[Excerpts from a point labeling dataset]

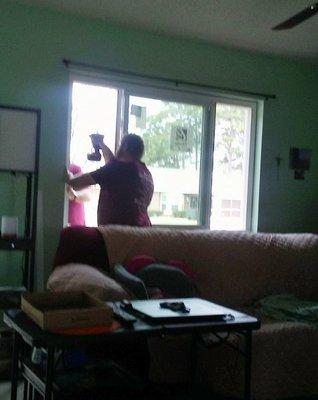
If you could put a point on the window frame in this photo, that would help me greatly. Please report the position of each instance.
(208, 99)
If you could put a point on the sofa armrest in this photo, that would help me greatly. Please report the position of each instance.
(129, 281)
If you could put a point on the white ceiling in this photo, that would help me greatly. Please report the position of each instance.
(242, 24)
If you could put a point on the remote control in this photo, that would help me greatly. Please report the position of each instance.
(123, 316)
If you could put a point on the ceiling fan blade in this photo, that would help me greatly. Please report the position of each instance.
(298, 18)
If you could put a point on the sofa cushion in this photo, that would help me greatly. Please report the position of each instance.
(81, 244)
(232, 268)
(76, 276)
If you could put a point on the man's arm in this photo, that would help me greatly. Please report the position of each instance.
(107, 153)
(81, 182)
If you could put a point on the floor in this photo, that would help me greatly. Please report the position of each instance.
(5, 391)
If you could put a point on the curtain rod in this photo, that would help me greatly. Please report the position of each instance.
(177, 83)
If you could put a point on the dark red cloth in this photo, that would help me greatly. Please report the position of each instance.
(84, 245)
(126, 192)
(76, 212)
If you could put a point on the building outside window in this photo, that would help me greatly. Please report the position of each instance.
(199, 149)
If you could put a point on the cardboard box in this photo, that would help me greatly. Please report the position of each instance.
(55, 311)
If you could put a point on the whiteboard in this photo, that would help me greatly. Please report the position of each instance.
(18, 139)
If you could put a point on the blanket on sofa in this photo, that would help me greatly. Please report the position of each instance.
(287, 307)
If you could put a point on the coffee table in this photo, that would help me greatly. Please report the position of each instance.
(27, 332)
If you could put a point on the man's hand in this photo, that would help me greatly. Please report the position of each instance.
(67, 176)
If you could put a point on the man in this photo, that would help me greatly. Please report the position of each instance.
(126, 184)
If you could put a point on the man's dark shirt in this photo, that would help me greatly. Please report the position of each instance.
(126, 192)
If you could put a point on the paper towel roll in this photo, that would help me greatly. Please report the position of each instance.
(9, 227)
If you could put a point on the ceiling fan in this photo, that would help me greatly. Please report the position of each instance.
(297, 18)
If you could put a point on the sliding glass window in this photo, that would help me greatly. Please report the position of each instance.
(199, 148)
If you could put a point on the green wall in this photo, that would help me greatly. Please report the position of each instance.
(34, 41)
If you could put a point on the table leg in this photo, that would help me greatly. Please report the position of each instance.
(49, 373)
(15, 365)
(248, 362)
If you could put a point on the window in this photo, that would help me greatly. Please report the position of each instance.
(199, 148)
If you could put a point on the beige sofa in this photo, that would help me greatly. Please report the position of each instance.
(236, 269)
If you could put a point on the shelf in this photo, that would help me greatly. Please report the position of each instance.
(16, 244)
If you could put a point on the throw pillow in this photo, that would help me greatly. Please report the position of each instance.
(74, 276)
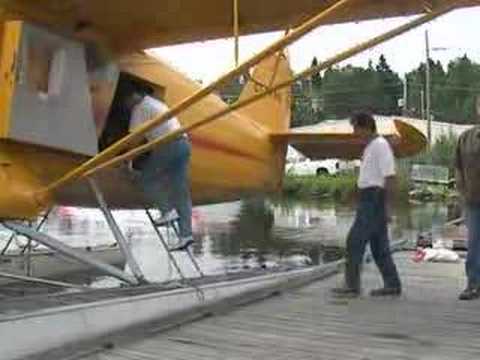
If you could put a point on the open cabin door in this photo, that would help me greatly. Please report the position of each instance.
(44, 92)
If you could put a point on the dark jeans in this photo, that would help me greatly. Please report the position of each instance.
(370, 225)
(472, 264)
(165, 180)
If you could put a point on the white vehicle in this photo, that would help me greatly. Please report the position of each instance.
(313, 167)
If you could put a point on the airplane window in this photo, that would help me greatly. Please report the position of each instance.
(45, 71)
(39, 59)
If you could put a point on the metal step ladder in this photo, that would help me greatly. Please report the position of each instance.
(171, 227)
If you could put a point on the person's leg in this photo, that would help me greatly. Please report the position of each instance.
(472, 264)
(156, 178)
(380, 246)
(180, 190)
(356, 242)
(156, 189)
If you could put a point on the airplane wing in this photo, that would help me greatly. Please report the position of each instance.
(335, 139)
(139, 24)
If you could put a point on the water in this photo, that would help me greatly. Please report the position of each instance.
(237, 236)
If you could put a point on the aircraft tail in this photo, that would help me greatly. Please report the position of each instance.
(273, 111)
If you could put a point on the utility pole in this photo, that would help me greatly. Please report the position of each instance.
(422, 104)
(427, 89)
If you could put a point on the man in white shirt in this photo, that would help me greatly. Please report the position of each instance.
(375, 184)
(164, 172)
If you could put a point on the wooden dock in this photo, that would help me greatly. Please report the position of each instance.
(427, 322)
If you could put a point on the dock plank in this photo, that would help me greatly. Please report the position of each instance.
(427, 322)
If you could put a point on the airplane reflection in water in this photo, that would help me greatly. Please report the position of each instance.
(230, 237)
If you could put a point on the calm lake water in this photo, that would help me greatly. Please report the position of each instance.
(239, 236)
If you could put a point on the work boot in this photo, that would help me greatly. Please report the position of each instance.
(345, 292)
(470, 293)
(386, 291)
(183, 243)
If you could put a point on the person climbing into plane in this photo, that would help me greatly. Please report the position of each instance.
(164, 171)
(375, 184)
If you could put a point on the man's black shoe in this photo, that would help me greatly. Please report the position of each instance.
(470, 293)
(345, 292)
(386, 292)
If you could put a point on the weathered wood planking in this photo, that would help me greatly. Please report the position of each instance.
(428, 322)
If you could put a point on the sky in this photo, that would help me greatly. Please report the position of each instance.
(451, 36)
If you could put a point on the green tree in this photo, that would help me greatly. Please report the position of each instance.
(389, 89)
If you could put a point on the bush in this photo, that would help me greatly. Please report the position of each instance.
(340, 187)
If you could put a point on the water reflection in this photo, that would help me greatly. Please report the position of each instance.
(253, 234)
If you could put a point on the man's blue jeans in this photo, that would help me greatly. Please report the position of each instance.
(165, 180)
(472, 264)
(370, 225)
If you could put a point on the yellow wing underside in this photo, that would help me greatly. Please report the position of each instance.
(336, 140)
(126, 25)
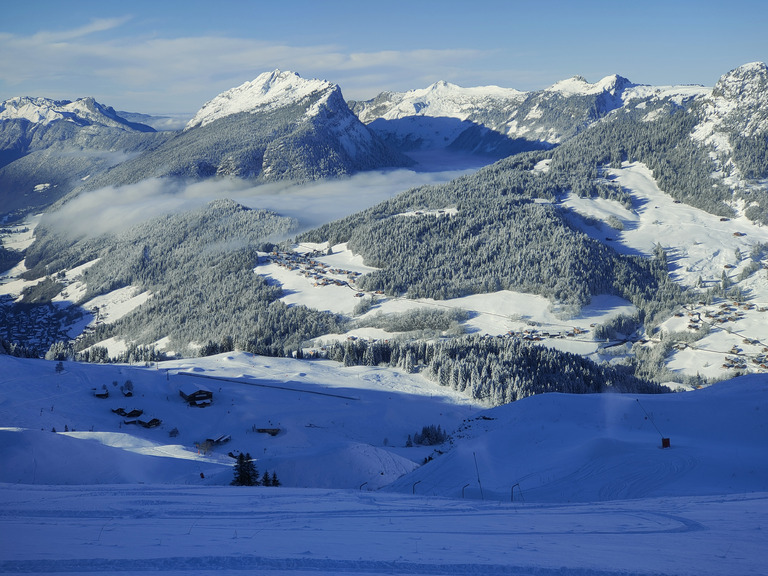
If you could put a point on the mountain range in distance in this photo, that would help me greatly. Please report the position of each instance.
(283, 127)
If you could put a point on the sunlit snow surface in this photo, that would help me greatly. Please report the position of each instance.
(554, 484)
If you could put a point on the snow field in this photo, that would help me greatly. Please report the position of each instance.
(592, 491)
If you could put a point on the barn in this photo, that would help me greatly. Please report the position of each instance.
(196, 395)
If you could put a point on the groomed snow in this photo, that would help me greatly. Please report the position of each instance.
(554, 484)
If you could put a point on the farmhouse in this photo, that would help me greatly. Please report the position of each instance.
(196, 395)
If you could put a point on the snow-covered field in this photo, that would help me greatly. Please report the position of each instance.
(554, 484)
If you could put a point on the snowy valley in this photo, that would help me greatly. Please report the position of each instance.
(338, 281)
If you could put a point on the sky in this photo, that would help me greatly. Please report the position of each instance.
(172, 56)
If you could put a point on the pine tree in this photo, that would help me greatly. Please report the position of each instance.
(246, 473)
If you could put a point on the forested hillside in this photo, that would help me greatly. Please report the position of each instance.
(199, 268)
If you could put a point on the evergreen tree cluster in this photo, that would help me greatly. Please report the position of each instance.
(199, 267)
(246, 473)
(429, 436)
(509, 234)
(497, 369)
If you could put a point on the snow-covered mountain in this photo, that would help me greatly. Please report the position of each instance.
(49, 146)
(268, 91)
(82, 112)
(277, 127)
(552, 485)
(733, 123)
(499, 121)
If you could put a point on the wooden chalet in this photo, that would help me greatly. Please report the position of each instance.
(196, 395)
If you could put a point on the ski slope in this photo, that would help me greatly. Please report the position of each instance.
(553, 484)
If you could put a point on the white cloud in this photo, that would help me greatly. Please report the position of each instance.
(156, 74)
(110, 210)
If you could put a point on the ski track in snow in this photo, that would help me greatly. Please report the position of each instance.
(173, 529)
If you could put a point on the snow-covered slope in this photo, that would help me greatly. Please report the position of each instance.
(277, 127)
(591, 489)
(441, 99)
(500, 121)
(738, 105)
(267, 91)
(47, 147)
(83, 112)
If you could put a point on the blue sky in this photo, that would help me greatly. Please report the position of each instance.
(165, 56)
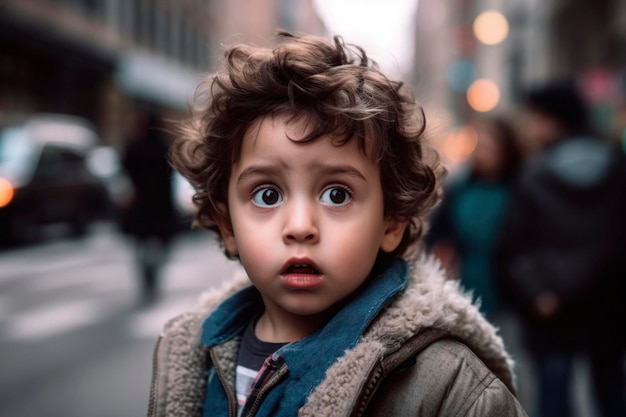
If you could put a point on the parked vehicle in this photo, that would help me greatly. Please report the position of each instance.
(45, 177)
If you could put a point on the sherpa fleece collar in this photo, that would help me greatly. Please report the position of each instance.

==

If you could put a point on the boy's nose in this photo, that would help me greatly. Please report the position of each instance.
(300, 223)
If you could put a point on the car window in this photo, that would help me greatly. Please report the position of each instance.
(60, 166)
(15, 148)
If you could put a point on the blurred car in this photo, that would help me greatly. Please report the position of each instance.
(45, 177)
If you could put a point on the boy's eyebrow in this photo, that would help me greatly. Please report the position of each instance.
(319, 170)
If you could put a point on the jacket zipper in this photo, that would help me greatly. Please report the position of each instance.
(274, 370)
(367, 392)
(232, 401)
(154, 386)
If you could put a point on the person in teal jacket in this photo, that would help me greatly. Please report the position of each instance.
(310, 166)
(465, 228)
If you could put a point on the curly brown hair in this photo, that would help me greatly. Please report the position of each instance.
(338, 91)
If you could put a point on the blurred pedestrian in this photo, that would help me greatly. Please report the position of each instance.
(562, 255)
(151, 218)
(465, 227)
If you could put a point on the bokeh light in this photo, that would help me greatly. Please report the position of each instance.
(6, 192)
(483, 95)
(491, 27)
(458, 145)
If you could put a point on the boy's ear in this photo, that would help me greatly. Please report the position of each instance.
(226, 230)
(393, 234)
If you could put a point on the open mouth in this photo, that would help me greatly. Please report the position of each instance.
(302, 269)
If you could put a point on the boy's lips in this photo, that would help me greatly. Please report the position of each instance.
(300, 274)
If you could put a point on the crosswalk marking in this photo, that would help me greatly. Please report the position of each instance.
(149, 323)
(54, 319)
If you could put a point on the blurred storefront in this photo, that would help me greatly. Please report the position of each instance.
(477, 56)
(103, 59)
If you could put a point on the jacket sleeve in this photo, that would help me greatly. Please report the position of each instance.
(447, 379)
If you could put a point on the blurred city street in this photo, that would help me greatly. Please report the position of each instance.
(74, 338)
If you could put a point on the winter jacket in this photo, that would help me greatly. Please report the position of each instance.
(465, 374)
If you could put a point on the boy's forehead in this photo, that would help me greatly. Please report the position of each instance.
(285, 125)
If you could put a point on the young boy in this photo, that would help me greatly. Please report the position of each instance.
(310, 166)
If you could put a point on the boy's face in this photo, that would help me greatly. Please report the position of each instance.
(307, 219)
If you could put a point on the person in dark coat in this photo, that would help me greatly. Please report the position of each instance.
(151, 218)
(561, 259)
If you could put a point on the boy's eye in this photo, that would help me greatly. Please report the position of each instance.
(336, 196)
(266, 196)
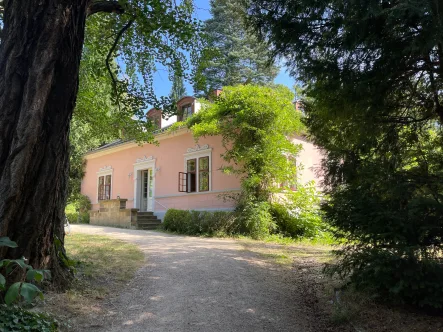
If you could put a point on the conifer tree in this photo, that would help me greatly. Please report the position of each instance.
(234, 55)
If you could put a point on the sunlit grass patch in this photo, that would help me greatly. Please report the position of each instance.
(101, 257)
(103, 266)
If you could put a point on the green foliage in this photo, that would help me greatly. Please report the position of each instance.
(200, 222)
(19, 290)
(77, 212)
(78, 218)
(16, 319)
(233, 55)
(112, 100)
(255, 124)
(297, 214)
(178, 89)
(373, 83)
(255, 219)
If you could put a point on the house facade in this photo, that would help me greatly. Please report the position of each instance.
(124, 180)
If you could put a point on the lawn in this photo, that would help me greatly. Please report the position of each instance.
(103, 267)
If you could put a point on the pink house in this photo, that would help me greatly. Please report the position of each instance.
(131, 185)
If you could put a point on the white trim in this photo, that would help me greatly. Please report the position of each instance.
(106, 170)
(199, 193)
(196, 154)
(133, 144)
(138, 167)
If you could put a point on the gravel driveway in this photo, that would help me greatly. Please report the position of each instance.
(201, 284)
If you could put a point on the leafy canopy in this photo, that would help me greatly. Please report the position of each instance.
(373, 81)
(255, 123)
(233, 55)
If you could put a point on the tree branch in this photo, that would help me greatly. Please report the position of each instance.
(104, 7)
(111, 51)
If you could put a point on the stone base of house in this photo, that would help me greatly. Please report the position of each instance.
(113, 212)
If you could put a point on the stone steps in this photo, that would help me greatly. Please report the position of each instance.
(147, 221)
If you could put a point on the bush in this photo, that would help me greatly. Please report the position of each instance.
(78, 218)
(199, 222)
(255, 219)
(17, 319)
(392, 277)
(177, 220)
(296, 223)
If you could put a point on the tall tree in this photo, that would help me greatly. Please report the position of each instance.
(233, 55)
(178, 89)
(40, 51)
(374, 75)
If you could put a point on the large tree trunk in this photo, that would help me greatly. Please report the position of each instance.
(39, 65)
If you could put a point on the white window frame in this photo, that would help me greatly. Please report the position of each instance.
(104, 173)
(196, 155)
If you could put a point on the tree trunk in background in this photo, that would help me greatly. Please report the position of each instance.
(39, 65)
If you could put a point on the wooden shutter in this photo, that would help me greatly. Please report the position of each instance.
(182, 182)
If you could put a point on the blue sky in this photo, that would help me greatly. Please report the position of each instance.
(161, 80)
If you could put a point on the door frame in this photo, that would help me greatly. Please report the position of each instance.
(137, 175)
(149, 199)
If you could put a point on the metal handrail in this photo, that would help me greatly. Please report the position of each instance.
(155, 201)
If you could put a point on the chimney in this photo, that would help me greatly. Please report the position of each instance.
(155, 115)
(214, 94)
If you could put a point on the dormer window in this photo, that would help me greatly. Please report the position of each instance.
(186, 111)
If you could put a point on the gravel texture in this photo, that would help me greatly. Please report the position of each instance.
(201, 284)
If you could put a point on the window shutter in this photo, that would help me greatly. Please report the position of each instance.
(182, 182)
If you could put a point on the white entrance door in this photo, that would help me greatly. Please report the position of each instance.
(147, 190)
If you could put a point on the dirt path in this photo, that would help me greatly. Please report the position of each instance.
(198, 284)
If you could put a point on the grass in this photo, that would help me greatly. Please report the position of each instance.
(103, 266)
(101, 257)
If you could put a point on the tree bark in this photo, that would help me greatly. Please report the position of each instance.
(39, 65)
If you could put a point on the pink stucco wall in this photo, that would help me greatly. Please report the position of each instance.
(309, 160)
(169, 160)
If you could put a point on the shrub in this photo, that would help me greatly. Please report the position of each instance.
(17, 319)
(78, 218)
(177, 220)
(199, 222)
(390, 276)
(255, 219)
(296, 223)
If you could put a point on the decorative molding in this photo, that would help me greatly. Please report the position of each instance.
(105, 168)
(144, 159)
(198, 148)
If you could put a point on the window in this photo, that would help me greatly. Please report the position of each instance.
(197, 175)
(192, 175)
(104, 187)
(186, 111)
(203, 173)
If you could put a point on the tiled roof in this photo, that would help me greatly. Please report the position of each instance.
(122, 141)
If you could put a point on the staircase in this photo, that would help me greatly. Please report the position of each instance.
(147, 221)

:: Written problem ::
Pick out each line above that contains the word "dark" and copy those lines out in full.

:: Finished answer ::
If you could put a point on the dark red cloth in this photo, that would help me greatly. Please report the position of each instance.
If you could put a point on the man's dark shirt in this photo, that would help me greatly. Please report the position of each instance.
If you could put a point on the dark jeans in this photo, that would help me greatly. Please report the position of each instance.
If you could put a point on the person in dark coat in this photo, that would help me greatly. Please report the position of each instance.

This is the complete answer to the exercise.